Requirement 1 :: Count the lines in the listing below that contain the string "roof", treating uppercase and lowercase as different. Reply with the number alone.

Frittata Inspiration

This particular frittata recipe was inspired by a few things – a small bag of little potatoes I picked up at the market, and some delicious vegetables that came courtesy of a nutrient-packed mystery box I picked up regularly from Mariquita Farm when I lived in San Francisco. That’s what great about knowing how to cook a great frittata. You can switch it up using all sorts of different ingredients. And they’re great for breakfast, brunch, lunch, or dinner. 

The Special Sauce

I’ll let you in on a little secret, the magic touch in this particular frittata is the vibrant cilantro chile sauce I drizzle over the top of it. Drizzle the sauce over the eggs just before the frittata goes into the oven, then layer the potatoes and onions on top of the sauce – everything melds together into a color-flecked pan of deliciousness. The pumpkin seeds add just the right amount of crust – playing off the creaminess of the eggs and goat cheese. The cilantro sauce would also be delicious on Lori’s Skillet Smashed Potatoes or these oven fries.
“Frittata in a Cast Iron Pan

What is the Best Frittata Pan?

The main thing to think about when choosing a frittata pan is making sure it is oven-safe. I always reach for my well-seasoned cast iron pan. A lot of people like to use non-stick pans any time they cook eggs, and that is fine. For this recipe just be sure whatever you choose can handle a few minutes in a very hot oven. I love finishing my frittatas in the oven because they puff up, the eggs set up nicely, and the whole frittata comes together beautifully.

Provided data ::
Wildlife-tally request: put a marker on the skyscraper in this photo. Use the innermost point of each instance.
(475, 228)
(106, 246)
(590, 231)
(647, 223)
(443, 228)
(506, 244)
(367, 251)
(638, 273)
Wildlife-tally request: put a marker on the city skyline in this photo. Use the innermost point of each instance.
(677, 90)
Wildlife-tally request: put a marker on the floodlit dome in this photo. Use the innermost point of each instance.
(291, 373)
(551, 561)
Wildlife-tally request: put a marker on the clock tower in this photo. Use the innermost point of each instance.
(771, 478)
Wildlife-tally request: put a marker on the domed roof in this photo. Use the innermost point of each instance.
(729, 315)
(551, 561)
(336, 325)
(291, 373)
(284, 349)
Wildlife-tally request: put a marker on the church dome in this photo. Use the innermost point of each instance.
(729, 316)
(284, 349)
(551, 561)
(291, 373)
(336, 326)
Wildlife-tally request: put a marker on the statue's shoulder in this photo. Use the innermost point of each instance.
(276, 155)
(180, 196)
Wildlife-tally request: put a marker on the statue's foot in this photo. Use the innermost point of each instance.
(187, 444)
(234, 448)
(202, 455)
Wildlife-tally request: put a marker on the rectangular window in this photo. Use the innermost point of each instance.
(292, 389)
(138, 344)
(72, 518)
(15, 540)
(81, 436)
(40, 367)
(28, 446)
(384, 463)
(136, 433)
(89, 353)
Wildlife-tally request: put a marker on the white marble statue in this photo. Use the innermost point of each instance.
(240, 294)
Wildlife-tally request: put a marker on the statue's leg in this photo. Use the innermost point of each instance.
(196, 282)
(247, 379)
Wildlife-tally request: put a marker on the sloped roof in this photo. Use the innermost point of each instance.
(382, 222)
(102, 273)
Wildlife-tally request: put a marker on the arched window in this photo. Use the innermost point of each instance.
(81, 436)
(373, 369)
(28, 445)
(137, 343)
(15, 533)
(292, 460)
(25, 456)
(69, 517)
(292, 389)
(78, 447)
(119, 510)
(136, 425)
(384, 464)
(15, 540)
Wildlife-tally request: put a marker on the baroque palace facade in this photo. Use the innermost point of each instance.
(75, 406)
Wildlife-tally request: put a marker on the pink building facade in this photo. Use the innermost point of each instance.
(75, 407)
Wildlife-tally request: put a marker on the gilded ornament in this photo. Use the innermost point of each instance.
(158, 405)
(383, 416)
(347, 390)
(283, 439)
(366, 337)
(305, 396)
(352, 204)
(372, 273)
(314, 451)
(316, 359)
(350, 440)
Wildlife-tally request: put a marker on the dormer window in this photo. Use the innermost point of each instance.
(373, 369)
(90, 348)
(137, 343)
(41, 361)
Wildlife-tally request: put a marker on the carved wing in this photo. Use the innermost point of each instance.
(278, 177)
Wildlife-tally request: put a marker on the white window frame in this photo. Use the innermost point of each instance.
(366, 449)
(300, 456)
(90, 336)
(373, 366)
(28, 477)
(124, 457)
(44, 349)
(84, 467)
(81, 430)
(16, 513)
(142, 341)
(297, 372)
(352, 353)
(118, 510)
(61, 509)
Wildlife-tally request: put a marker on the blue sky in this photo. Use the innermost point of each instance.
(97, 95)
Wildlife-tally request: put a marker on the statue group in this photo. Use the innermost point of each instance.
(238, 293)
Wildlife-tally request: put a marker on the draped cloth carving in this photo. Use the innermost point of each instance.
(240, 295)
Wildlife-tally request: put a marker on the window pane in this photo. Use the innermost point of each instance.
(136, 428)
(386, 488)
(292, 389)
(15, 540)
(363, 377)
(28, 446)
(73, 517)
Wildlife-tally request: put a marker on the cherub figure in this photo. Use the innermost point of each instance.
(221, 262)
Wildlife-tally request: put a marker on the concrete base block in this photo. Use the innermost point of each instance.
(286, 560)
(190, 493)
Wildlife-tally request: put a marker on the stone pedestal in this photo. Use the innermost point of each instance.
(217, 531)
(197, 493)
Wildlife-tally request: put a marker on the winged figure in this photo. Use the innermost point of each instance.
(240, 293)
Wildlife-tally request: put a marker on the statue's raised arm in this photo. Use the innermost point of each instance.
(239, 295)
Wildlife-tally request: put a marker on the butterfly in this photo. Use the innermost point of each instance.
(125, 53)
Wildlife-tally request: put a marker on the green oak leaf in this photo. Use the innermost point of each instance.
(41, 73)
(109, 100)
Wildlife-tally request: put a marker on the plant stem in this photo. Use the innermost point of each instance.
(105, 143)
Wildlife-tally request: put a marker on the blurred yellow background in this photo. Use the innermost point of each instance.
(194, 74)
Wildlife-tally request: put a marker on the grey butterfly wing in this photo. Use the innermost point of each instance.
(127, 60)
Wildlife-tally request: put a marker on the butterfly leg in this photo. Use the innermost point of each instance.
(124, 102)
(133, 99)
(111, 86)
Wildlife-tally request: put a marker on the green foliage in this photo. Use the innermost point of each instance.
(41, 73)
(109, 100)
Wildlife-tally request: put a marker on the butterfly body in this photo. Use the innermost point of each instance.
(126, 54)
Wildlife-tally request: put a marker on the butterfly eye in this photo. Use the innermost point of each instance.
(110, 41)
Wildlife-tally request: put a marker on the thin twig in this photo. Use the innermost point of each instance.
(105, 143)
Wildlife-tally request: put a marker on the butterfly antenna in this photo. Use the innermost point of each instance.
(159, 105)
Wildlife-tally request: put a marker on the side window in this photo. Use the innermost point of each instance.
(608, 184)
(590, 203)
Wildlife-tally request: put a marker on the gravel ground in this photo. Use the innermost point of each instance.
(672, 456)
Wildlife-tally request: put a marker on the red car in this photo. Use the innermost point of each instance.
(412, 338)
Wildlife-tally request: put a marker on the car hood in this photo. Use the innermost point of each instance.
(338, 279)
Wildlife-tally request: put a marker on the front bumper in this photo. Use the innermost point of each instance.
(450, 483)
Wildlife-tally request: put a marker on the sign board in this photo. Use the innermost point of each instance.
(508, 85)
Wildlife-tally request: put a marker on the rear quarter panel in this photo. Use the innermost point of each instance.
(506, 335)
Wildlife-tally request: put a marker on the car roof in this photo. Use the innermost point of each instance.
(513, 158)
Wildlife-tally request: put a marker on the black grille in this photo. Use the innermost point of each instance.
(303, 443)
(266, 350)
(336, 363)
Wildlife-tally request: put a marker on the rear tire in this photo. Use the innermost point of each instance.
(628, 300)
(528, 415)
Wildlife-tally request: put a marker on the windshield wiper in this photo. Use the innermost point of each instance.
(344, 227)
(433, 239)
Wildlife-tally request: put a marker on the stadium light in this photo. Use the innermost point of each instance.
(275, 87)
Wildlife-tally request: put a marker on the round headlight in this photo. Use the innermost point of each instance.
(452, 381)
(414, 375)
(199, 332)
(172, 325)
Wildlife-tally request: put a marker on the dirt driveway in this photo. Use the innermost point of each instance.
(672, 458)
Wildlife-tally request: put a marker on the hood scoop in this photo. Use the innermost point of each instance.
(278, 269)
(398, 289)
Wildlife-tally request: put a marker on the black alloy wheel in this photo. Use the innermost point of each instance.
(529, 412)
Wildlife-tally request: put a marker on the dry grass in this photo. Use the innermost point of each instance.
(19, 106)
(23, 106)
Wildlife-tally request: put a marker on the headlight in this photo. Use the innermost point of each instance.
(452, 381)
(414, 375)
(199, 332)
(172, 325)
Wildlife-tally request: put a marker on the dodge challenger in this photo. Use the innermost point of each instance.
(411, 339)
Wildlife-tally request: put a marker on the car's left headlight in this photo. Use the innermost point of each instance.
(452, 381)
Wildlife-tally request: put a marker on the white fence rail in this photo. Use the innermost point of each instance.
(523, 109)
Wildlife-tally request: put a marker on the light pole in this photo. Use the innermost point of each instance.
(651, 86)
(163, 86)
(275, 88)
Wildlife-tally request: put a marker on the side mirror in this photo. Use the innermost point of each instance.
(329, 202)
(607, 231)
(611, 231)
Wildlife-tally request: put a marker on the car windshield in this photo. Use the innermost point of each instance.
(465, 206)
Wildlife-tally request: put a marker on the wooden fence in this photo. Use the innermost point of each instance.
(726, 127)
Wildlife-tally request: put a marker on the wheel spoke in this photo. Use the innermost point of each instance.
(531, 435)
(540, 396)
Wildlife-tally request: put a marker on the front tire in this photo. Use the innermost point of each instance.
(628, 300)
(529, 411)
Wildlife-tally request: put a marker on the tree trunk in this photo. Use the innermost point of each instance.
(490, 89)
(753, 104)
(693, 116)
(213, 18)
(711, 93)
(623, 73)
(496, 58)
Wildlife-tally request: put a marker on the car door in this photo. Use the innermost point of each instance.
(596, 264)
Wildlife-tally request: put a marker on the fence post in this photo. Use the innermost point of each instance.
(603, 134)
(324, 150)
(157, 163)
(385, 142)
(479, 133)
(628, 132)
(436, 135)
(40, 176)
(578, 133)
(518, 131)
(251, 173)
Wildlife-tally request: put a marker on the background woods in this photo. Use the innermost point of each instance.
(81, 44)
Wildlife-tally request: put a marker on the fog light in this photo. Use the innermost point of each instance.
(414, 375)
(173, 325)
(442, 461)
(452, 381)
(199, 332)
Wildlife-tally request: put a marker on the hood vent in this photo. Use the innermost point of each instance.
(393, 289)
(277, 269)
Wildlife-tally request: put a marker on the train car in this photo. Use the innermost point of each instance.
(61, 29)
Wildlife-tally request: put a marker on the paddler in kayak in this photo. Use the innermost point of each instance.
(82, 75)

Requirement 2 :: Finish out the next part of the frittata text above, starting right after its last sentence.

Exercise response 1 :: 3

Exercise response 2 ::
“Favorite Frittata Recipe with a Wedge Cut Out

Favorite Frittata Variations

I switch up my frittatas a thousand different ways. Some favorite ways: add a big dollop of green or red curry paste to the whisked eggs. Sriracha is also fair game. You can switch up the cheese, or nuts, or top them with just about any pre-cooked vegetables. I love broccoli, or asparagus, or mix chopped kale into the egg mixture.

Give this a try! Other favorite egg recipes include: deviled eggs, egg salad sandwich, this skinny omelette, and pickled turmeric eggs. If you’re looking for more brunchy breakfast recipes don’t miss this healthy granola, or the best waffle recipe, these homemade cinnamon rolls, classic pancakes, tofu scramble, Herb Cream Cheese Scrambled Eggs, and the baked oatmeal is always popular!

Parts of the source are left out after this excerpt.